** Source material follows **

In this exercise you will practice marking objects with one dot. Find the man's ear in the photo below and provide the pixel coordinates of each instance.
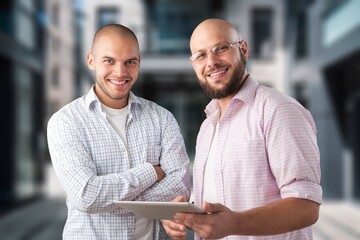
(244, 48)
(90, 60)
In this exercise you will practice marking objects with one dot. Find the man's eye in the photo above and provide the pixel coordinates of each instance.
(221, 49)
(109, 61)
(131, 62)
(200, 56)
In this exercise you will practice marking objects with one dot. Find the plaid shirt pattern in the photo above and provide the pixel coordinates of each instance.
(95, 168)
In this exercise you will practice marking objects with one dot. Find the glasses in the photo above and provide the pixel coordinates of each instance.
(217, 50)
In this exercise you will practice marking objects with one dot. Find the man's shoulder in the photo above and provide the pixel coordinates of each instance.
(70, 111)
(152, 106)
(273, 97)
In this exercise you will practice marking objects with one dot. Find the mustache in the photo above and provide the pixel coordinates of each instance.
(212, 69)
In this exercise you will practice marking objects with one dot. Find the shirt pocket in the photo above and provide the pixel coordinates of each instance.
(153, 154)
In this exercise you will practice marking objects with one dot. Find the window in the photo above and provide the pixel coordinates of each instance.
(301, 34)
(107, 15)
(55, 14)
(262, 21)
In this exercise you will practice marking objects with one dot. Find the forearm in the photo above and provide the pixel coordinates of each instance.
(93, 194)
(279, 217)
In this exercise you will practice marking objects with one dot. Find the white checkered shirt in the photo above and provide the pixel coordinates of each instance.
(95, 168)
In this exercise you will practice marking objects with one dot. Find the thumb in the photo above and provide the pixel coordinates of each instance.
(179, 199)
(212, 207)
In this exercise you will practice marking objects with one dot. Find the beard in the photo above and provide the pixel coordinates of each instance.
(232, 87)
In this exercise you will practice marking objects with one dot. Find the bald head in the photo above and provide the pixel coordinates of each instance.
(212, 30)
(112, 29)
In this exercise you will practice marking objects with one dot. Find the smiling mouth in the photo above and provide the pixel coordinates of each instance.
(118, 82)
(215, 74)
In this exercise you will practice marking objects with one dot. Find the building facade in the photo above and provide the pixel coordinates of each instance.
(22, 96)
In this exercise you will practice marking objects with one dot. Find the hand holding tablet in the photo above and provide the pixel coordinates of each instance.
(159, 210)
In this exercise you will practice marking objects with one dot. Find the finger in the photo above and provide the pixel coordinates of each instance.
(175, 230)
(179, 199)
(212, 207)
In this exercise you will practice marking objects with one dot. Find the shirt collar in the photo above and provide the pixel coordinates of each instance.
(246, 94)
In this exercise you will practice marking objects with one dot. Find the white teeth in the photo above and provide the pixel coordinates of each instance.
(118, 83)
(217, 73)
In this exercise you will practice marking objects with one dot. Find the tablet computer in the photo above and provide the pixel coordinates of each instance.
(158, 210)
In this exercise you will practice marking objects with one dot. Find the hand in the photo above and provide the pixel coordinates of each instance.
(159, 172)
(216, 224)
(174, 229)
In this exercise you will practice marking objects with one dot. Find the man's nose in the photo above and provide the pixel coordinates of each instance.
(120, 69)
(212, 59)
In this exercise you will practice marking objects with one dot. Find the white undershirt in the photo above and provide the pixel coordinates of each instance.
(144, 228)
(209, 194)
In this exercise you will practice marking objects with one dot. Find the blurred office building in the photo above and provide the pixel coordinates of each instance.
(22, 97)
(59, 67)
(308, 49)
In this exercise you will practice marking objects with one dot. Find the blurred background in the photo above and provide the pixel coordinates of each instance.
(308, 49)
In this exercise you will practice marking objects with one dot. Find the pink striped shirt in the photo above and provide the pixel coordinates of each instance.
(266, 150)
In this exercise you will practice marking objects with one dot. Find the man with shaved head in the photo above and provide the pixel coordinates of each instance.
(111, 145)
(257, 166)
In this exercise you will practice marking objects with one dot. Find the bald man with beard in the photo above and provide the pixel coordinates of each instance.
(257, 164)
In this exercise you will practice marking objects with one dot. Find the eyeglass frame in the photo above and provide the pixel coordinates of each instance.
(213, 50)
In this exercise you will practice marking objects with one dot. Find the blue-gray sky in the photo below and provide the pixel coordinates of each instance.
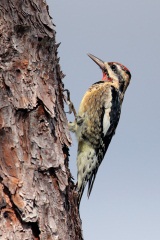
(125, 200)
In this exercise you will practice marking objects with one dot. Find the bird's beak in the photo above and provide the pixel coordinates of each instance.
(98, 61)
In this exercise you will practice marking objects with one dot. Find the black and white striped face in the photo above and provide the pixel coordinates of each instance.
(113, 71)
(117, 72)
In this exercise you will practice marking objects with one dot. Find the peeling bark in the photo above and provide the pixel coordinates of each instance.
(37, 197)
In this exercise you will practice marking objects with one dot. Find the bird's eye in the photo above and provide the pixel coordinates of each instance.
(114, 68)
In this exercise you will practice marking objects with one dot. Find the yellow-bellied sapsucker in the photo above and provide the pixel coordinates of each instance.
(97, 119)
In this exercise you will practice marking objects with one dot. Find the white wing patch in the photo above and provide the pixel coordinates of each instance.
(106, 118)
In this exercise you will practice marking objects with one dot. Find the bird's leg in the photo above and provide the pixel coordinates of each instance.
(69, 103)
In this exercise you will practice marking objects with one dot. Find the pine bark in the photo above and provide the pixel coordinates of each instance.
(37, 196)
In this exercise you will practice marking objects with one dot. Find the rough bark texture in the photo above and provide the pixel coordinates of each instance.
(36, 191)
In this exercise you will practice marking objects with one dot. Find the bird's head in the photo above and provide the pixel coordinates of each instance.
(114, 72)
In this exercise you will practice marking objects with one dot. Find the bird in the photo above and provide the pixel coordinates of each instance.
(97, 119)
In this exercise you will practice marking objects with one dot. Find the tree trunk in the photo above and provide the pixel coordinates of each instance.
(37, 196)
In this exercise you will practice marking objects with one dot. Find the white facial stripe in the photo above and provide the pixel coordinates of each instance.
(110, 72)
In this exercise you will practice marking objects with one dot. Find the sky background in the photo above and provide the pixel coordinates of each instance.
(125, 200)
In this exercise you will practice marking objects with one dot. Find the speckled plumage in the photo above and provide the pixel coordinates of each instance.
(96, 121)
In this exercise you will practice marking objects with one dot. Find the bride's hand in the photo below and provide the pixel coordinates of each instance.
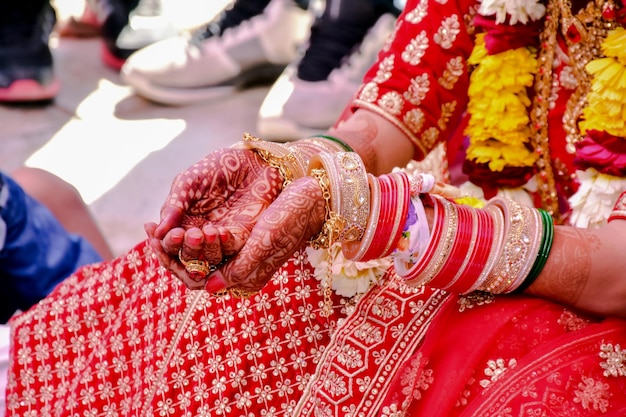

** End of Source material **

Assignment:
Word for word, give the data above again, without any images.

Result of the task:
In this exercise you will practice marking objects with one dot. Find the man's ear in the photo below and provide the pixel coordinates of each instance.
(244, 48)
(90, 60)
In this exercise you will practice marking objects with one dot. Find the man's eye in the photo above and provide the pixel coordinates of each instance.
(221, 49)
(109, 61)
(131, 62)
(200, 56)
In this exercise you will practice marking objects with one dot. Find the plaid shirt pattern in the photo above and provide the pixel coordinates of each instance.
(95, 168)
In this exercise you will practice marking objects with one dot. Find the glasses in the photo above and provide the pixel coordinates of each instance.
(217, 50)
In this exercise you will practice marking objects with one dot. Find the man's shoulder in the photo above and provide the pixel coordinates of each instance.
(70, 111)
(152, 106)
(273, 97)
In this exercise you will practice marking objects with one dot. Find the mustache in the photo above and provide the pixel coordinates of each instance.
(212, 69)
In this exercise you will practice marking objects with one dot. Find the shirt pocket in the photo above and provide the pixel coordinates of each instance.
(153, 154)
In this exercise you will practice marking objects with one dot. Find the window in the photo above and provide the pixel coordinates of each instance.
(301, 34)
(107, 15)
(55, 14)
(262, 21)
In this exercise you will practice marking objects with one dot. Find the forearm in the photo above and provide the pixel coordinates of each instance.
(93, 194)
(279, 217)
In this exercise you will practice marking objects with one dot. Find the white checkered shirt in the photo above and provide the pixel coordinates of each instance.
(95, 168)
In this exercise you will practice marking objects with one dot. Find the thumb in the photo above and provide the pixel coordinates of each instance.
(179, 199)
(212, 207)
In this exercise you will practice marking objects with one dot. Find the beard in the photo above and provide the pixel coordinates of each instance.
(232, 87)
In this exercise you will practice marking objects with one dot. Find the bald head in the photo above and provide the pixel coordinates of each instance.
(212, 30)
(112, 29)
In this exercise you will practice marking objects with one dot. Find the smiling mouth in the photo above and provide the pixel coordinates of each instance.
(118, 82)
(215, 74)
In this exercise you will practice marking objects with one dot. Find the building facade in the photo above and provide the pixel coordinates of each instance.
(22, 96)
In this exercise you will practice marking objects with one dot. Find the hand holding tablet in the photo above and provide the pixel coordinates of each instance.
(159, 210)
In this exercise you will practice marking objects with one dot. Find the finger in the photo above and provide the pixel coordinates of each instance.
(175, 230)
(179, 199)
(212, 207)
In this exercise you will practice marking objects with one dot. Find the shirt collar in the photo above and provide the pixel coordinates of each instance.
(246, 94)
In this exercise you will practice marking objects with one dot. Find the white teeth in the photo above and provide the pixel coordinates of each instance.
(118, 83)
(217, 73)
In this exercise you will practice marking objects with one dot. Find the tablet computer in the photo above and provide the pixel coordinates of each instance.
(158, 210)
In this exercise you will practice marking objects with one dot. Find the hand in the photo above and provide the pixel coordinates of each instance.
(159, 172)
(216, 224)
(174, 229)
In this exercise you will practice marking objects with one dot. Find the man's nose in the photo above and provide the pixel coordinates of each instance.
(120, 69)
(212, 59)
In this exercise you will practice marking objects with one dot. Find the white undershirt in the photo above and provide the pixel coordinates of each instance.
(144, 228)
(209, 194)
In this exercise you will practice marking objects with one dot. Find the blurred office building in the photo above and provide the pixel coordinates of each instance.
(22, 97)
(59, 67)
(308, 49)
In this exercise you will practice marking objects with one dot. Find the blurred background in the photo above and provide the pixel coordinates of each instance.
(308, 49)
In this exercise you will practice marking objects with one dot. Find the pink striped shirt in the photo above and provide the pixel coordinates of each instance.
(266, 150)
In this exercise you will practice marking objects with one dot. Find the man with shaved head in the photo above and provide the pixel coordinates of each instance.
(111, 145)
(257, 166)
In this exercise you will practice marking objects with one dot. Find the bald man with beard in the photo above and provide the pixel coordinates of each instance.
(257, 164)
In this exercise you will practice marking objects with one dot. Find the eyeglass frame in the photo above and provide the pixel coordinates of each instance.
(213, 50)
In this exercise you will practice marking objects with one dot. Find the blue-gray sky in the photo below and provide the pixel coordinates of each instance.
(125, 200)
In this exercise you will practice marking objects with one dot. Find the bird's beak in the photo above and provide the pixel coordinates of each instance.
(98, 61)
In this exercise you will practice marking objects with one dot. Find the black and white striped face in the photo above and provide the pixel coordinates of each instance.
(113, 71)
(117, 72)
In this exercise you will practice marking objects with one dot. Find the peeling bark in the photo above and provide the pixel coordinates of each instance.
(37, 197)
In this exercise you will practice marking objects with one dot. Find the bird's eye in the photo above and provide the pixel coordinates of each instance.
(114, 68)
In this exercise you will practice marking objects with one dot. Find the yellow-bellied sapsucker in the photo above and provide the pixel coordinates of each instance.
(97, 119)
In this exercise you will practice marking objects with one dot. Find the white wing patch in the photo above and provide the pixel coordinates of each instance.
(106, 118)
In this exercise you will practice marking objects with one dot. Find the bird's leg in the photo above and provide the pixel coordinates of each instance.
(69, 103)
In this exercise you will practice marking objects with one dot. Find the pine bark in the photo above and provide the pixel coordinates of each instance.
(37, 196)
In this exercise you will practice marking objects with one dot. Find the rough bark texture in the photo above and provide the pixel coordinates of each instance.
(36, 191)
In this exercise you will practice marking objects with one dot. Find the bird's head in the photo above and provide the pixel coordinates of each instance.
(114, 72)
In this exercise you will practice marking objects with one dot. Find the bird in the photo above and provide the pixel coordinates of each instance.
(97, 119)
In this exercise you will practice marking objects with one dot. Find the tree trunk in the photo above and provide the pixel coordinates of each instance.
(37, 196)
In this exercise you will practice marking objects with one dot. Find the white facial stripe in the photo above and provide the pixel coordinates of each instance.
(110, 72)
In this exercise you will practice marking objects with one dot. Find the sky background in the photo above and provide the pixel coordinates of each instance.
(125, 200)
In this exercise you will practice marking objects with one dot. Find the speckled plumage in the photo above and provide the pixel coordinates of each instance.
(96, 121)
In this exercise you will practice marking objects with one dot. Find the bride's hand in the photo below and provide the pixel coordinates of each instance.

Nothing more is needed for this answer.